### Objective:
Please count the lines in the entries below that contain the string "tire", treating uppercase and lowercase letters as different. Reply with the number alone.

--- Data provided ---

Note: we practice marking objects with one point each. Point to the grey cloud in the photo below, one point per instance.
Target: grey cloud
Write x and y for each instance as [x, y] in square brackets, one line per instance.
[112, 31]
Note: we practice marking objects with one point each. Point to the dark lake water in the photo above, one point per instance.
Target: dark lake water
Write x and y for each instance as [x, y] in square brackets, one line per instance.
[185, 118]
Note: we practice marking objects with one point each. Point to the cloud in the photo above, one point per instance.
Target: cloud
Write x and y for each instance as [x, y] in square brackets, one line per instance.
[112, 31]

---
--- Data provided ---

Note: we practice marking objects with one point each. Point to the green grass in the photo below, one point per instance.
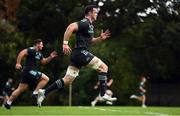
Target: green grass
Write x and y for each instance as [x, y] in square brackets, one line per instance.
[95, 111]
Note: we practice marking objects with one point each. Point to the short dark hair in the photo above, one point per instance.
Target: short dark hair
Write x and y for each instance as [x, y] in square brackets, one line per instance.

---
--- Data provided ---

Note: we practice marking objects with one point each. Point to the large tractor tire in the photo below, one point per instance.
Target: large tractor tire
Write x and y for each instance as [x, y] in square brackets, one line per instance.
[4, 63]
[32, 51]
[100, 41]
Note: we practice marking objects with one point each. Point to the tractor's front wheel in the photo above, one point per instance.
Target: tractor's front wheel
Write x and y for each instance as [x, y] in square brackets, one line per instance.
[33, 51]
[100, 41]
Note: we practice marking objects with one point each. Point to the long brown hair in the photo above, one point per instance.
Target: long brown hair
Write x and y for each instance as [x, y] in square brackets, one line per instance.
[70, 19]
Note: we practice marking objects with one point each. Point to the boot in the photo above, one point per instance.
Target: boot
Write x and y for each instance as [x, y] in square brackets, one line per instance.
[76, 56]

---

### Task result:
2